[Image point grounding data]

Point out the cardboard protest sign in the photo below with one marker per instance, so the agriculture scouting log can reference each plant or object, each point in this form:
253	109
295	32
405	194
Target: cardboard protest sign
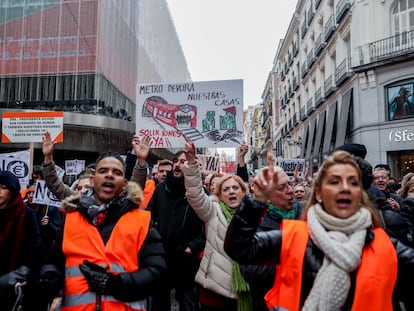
43	195
289	166
74	167
29	127
209	113
17	163
209	163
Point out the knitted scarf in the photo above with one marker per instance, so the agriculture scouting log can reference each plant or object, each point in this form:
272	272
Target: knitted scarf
277	213
239	285
341	241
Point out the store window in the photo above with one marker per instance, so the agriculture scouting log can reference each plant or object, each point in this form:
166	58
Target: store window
400	99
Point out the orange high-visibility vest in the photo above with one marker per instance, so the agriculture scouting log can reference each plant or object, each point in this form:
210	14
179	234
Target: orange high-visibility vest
375	279
148	191
82	241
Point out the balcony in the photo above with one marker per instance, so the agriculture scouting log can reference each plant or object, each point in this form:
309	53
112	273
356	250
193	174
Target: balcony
310	15
309	106
302	113
291	92
290	124
295	119
283	103
295	49
303	29
265	116
343	72
304	69
295	84
319	45
329	86
342	8
290	59
319	99
310	58
386	50
329	28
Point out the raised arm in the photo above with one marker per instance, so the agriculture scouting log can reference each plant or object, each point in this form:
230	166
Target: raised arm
243	243
53	183
241	163
140	148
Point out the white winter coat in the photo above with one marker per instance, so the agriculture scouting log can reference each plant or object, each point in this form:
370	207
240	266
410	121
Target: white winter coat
215	268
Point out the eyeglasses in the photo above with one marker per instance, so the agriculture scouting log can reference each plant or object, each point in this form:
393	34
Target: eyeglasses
284	187
182	161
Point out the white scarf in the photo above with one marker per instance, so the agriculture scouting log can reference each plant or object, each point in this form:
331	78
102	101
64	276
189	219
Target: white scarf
341	241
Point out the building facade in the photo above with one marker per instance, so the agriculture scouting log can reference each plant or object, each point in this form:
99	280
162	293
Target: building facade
346	76
85	57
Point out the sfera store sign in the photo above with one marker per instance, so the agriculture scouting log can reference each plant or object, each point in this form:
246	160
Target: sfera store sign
401	136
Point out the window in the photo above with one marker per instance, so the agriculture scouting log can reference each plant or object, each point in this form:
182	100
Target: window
400	99
403	22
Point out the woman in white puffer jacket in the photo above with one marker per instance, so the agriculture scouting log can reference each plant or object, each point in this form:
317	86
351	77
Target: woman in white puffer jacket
221	285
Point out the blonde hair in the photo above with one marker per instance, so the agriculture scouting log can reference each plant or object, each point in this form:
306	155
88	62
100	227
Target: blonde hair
238	179
405	186
341	157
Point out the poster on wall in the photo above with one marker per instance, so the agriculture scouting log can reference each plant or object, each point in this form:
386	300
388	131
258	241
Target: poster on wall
400	101
209	113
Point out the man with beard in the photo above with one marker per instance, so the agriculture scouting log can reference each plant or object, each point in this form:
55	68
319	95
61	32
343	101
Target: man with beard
109	256
183	236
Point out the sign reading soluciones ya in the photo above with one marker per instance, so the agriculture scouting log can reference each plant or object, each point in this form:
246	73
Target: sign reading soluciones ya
209	113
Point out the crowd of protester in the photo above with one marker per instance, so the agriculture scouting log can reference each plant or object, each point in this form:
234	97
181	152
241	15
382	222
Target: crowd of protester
126	235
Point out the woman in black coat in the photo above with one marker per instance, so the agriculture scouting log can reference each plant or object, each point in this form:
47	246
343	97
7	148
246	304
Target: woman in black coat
19	241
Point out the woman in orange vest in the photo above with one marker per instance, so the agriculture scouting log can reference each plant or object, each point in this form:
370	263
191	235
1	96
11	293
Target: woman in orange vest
337	258
113	256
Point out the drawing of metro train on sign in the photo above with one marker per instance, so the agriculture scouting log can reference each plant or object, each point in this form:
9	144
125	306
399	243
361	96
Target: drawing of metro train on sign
172	115
181	117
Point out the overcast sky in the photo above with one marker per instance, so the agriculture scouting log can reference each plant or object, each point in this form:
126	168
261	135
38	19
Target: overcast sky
232	39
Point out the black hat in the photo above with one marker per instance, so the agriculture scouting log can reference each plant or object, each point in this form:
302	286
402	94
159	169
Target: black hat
9	180
356	150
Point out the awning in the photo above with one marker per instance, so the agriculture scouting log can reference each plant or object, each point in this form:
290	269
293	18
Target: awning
343	119
319	132
310	138
329	128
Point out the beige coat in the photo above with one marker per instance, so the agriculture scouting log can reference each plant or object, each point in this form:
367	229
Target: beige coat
215	268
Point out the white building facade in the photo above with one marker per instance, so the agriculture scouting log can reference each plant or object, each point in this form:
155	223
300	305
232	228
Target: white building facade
346	76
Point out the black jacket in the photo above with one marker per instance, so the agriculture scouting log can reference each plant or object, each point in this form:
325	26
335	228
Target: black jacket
179	227
245	245
262	277
130	286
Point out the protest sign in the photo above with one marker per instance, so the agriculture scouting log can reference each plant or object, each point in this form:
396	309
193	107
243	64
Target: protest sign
74	167
43	195
17	163
289	165
209	113
209	163
29	127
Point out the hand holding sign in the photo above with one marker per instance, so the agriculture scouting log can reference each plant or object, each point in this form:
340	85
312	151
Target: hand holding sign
48	147
265	182
189	150
141	147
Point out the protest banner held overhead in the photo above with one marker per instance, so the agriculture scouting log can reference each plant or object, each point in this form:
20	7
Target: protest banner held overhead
209	113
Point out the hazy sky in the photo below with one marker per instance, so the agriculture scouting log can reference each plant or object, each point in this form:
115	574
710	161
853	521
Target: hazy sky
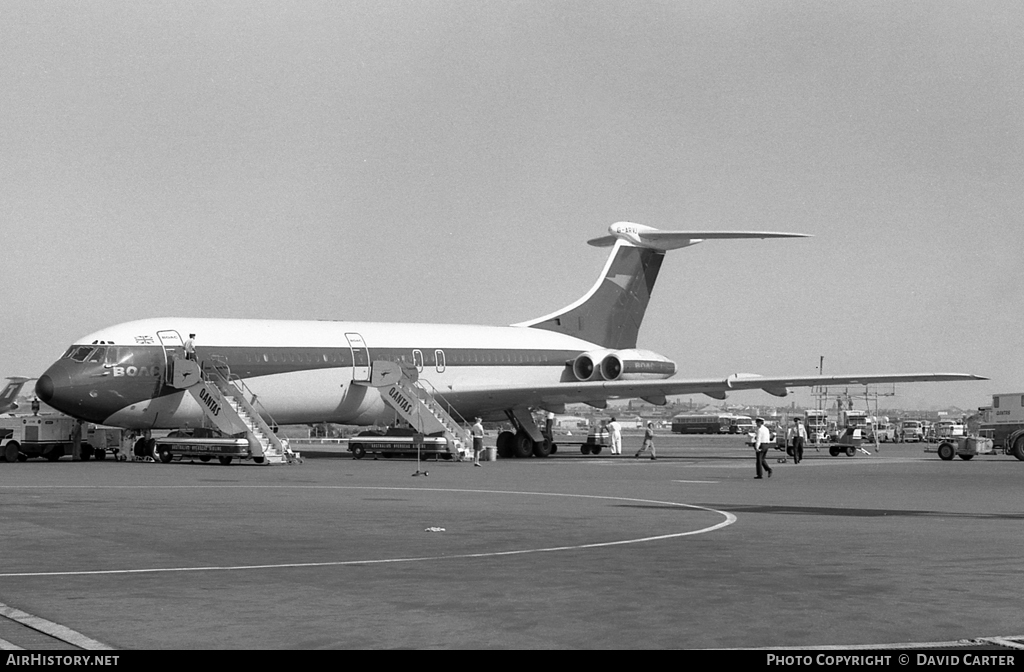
448	161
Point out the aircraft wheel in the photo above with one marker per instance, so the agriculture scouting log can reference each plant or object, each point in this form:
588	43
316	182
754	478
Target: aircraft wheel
10	452
504	445
523	445
946	452
542	449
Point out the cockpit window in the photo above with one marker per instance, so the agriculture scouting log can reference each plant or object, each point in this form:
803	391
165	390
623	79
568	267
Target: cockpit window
81	353
116	355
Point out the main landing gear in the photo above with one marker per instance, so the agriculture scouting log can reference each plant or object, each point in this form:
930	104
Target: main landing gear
521	443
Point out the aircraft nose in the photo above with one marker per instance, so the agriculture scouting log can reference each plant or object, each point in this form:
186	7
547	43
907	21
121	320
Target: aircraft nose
44	388
53	385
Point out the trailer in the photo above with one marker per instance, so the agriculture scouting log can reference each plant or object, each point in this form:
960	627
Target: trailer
52	436
851	442
398	442
203	444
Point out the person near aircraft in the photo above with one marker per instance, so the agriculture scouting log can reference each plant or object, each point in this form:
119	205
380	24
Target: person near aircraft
616	436
648	442
309	372
762	437
477	431
797	436
190	347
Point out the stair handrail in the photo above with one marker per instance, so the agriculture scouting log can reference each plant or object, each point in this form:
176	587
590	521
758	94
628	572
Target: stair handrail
220	363
445	406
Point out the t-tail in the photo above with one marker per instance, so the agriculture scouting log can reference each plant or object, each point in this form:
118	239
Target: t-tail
610	313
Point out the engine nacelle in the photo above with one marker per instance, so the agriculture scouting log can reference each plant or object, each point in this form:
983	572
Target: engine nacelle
636	365
588	365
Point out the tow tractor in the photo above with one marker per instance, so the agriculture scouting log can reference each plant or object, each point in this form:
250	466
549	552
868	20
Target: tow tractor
965	447
51	436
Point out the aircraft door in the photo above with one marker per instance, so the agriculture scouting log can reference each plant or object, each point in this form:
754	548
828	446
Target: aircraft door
360	358
174	348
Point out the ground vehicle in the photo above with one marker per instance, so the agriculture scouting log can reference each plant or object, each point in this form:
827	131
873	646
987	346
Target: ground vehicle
741	424
1004	422
50	435
965	447
701	424
947	429
883	430
201	442
852	418
912	430
816	423
399	442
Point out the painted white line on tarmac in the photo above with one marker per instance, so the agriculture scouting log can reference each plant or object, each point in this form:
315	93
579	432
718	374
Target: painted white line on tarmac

# Exercise brief
Lines that contain "painted" are the result; find them in the entries above and copy each one.

# Task result
Point out the painted white line on tarmac in the photo above with one marker per instance, so the agriculture scouting log can reference each plant or object, each point in this form:
Target: painted white line on tarmac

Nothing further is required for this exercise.